Dataset records:
******************************

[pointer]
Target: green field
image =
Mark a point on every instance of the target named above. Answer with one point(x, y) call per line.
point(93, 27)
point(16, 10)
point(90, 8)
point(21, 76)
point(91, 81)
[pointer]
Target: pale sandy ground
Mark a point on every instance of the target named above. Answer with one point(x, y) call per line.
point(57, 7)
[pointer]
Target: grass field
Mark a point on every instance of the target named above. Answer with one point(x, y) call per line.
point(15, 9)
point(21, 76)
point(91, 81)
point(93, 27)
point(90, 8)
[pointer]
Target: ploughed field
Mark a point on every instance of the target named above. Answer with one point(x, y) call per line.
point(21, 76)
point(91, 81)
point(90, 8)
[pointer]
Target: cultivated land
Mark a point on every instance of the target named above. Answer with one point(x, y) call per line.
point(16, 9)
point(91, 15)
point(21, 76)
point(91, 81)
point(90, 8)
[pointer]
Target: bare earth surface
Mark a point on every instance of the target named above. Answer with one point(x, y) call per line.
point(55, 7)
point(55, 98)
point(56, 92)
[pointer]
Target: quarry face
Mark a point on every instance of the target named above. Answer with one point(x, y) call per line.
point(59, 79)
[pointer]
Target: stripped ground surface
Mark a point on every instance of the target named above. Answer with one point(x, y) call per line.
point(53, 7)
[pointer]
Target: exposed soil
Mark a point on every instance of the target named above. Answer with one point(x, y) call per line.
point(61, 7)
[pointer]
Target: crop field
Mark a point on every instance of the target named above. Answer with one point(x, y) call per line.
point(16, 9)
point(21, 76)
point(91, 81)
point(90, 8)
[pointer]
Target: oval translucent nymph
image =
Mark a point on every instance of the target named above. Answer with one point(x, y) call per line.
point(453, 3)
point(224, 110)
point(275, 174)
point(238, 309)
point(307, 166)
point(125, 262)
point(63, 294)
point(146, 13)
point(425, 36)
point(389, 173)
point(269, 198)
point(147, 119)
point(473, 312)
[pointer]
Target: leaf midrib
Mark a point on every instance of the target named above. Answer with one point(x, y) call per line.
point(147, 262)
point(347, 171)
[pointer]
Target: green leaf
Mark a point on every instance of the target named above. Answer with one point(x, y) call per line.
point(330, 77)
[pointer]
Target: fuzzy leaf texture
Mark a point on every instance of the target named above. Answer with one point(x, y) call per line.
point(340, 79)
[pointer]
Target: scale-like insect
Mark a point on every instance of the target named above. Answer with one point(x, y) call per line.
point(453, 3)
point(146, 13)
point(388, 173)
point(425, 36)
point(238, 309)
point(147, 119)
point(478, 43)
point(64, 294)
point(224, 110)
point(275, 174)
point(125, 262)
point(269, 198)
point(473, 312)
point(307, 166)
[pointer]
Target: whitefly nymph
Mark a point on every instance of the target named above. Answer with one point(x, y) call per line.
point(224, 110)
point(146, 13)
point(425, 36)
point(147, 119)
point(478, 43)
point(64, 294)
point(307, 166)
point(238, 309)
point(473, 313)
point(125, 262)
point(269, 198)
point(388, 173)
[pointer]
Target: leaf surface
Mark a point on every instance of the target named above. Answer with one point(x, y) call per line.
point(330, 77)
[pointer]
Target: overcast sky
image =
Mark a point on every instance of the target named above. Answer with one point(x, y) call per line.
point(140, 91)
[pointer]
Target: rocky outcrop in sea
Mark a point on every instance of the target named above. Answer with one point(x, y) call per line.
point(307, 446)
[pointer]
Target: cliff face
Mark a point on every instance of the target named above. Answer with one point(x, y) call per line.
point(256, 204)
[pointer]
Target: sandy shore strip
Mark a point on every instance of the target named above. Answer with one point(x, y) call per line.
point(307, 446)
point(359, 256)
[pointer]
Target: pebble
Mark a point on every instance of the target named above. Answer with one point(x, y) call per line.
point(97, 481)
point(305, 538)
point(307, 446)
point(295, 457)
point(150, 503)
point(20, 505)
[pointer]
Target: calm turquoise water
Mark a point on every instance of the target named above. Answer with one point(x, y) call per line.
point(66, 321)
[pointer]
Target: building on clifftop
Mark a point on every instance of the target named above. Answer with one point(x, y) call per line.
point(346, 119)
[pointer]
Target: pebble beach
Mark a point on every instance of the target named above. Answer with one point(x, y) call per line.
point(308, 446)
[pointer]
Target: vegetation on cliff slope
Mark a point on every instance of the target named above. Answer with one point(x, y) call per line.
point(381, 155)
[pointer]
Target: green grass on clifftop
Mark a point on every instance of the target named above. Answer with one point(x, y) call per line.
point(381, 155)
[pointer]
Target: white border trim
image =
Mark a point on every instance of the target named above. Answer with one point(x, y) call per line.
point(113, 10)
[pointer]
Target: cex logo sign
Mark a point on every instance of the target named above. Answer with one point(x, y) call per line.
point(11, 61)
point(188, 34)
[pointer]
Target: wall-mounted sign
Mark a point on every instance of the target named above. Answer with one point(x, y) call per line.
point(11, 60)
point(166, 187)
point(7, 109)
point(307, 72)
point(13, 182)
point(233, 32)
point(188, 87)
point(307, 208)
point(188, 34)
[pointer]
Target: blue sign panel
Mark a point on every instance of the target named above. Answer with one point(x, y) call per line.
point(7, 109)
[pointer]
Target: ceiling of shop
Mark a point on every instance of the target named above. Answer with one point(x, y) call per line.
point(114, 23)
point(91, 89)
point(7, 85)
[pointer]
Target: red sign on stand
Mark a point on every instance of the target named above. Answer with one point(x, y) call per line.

******************************

Required work:
Print out every entry, keeping each one exact.

Response to the exercise:
[pointer]
Target: green field
image =
Mark a point on every instance of the target named above. Answer with one point(x, y) call per line.
point(93, 27)
point(16, 10)
point(90, 8)
point(21, 76)
point(91, 81)
[pointer]
Target: pale sandy ground
Mark a point on every instance of the target named above. Answer with one point(x, y) call per line.
point(57, 7)
[pointer]
Target: grass field
Mark a point on every instance of the target named above. Answer with one point(x, y) call per line.
point(15, 9)
point(21, 76)
point(91, 81)
point(93, 27)
point(90, 8)
[pointer]
Target: ploughed field
Mark a point on every instance of the target named above. Answer with one point(x, y) call per line.
point(21, 76)
point(91, 81)
point(90, 8)
[pointer]
Target: cultivated land
Mark a point on every instance of the target named above. Answer with one point(x, y) call per line.
point(16, 9)
point(91, 15)
point(21, 76)
point(91, 81)
point(90, 8)
[pointer]
Target: bare earth surface
Mark a point on every instance of the target named above. Answer with one point(x, y) call per line.
point(55, 7)
point(55, 98)
point(56, 92)
[pointer]
Target: quarry face
Mark a point on every instance of the target named above. Answer with one point(x, y) call per line.
point(59, 79)
[pointer]
Target: stripped ground surface
Mark a point on every instance of the target named above. Answer with one point(x, y) call per line.
point(53, 7)
[pointer]
Target: exposed soil
Mark a point on every instance of the target named above. Answer with one point(x, y) call per line.
point(61, 7)
[pointer]
Target: crop field
Mark a point on every instance of the target named above. Answer with one point(x, y) call per line.
point(16, 9)
point(21, 76)
point(91, 81)
point(90, 8)
[pointer]
Target: oval translucent nymph
image =
Mark a point on every instance of the target named above. Answer with one point(x, y) call per line.
point(453, 3)
point(224, 110)
point(275, 174)
point(238, 309)
point(307, 166)
point(125, 262)
point(63, 294)
point(146, 13)
point(425, 36)
point(389, 173)
point(269, 198)
point(147, 119)
point(473, 312)
[pointer]
Target: leaf midrib
Mark a point on every instance of the target named above. Answer with one point(x, y) call per line.
point(147, 262)
point(347, 171)
[pointer]
Target: green leaf
Mark a point on every instance of the target named above. Answer with one point(x, y) call per line.
point(330, 77)
[pointer]
Target: fuzzy leaf texture
Mark a point on every instance of the target named above. Answer with one point(x, y) call per line.
point(340, 79)
[pointer]
Target: scale-like insect
Mark a point on every instance of the target named above. Answer with one point(x, y) call per line.
point(453, 3)
point(146, 13)
point(388, 173)
point(425, 36)
point(238, 309)
point(147, 119)
point(478, 43)
point(64, 294)
point(224, 110)
point(275, 174)
point(125, 262)
point(269, 198)
point(473, 312)
point(307, 166)
[pointer]
Target: whitefly nymph
Mark a point on every instance of the target named above. Answer with one point(x, y) call per line.
point(224, 110)
point(146, 13)
point(425, 36)
point(147, 119)
point(478, 43)
point(64, 294)
point(307, 166)
point(238, 309)
point(473, 313)
point(125, 262)
point(269, 198)
point(388, 173)
[pointer]
Target: leaf surface
Mark a point on every instance of the target named above. Answer with one point(x, y) call per line.
point(330, 77)
[pointer]
Target: overcast sky
image =
Mark a point on every instance of the target named above. Answer with one point(x, y) call per line.
point(140, 91)
[pointer]
Target: rocky outcrop in sea
Mark a point on every instance of the target named above. Answer with one point(x, y) call per line.
point(307, 446)
[pointer]
Target: cliff face
Mark a point on every instance of the target named above. Answer with one point(x, y) call per line.
point(256, 204)
[pointer]
Target: sandy shore strip
Mark a point on every instance of the target named above. Answer with one point(x, y) call per line.
point(307, 446)
point(359, 256)
[pointer]
Target: pebble
Mark a point on every instance of the target named above. Answer with one point(x, y) call per line.
point(97, 481)
point(305, 538)
point(307, 446)
point(295, 457)
point(150, 503)
point(20, 505)
[pointer]
Target: calm turquoise water
Mark a point on every instance of the target named above. Answer with one point(x, y) call per line.
point(66, 321)
[pointer]
Target: building on clifftop
Mark a point on every instance of the target named above. Answer with one point(x, y) call per line.
point(346, 119)
[pointer]
Target: pebble beach
Mark a point on every instance of the target named above. Answer with one point(x, y) call per line.
point(308, 446)
[pointer]
Target: vegetation on cliff slope
Mark a point on every instance of the target named above. Answer with one point(x, y) call per line.
point(381, 155)
[pointer]
Target: green grass on clifftop
Mark a point on every instance of the target named above. Answer with one point(x, y) call per line.
point(381, 155)
[pointer]
Target: white border trim
image =
Mark a point on every instance of the target named above. Answer with one point(x, y) call per line.
point(113, 10)
[pointer]
Target: cex logo sign
Mark a point on every instance of the target named above. Answer with one point(x, y) call per line.
point(11, 61)
point(188, 34)
[pointer]
Target: wall-mounted sign
Mark a point on every instance of the target named above. Answer with one point(x, y) call per line.
point(11, 60)
point(166, 187)
point(7, 109)
point(307, 72)
point(13, 182)
point(233, 32)
point(188, 87)
point(307, 208)
point(188, 34)
[pointer]
Target: blue sign panel
Mark a point on every instance of the target named above. Answer with one point(x, y) call per line.
point(7, 109)
[pointer]
Target: ceiling of shop
Mark a point on every instance of the target named above. Answer with one point(x, y) call per line.
point(114, 23)
point(91, 89)
point(7, 85)
[pointer]
Target: red sign on stand
Mark a point on every instance of the target named above. Answer with one point(x, y) call per line.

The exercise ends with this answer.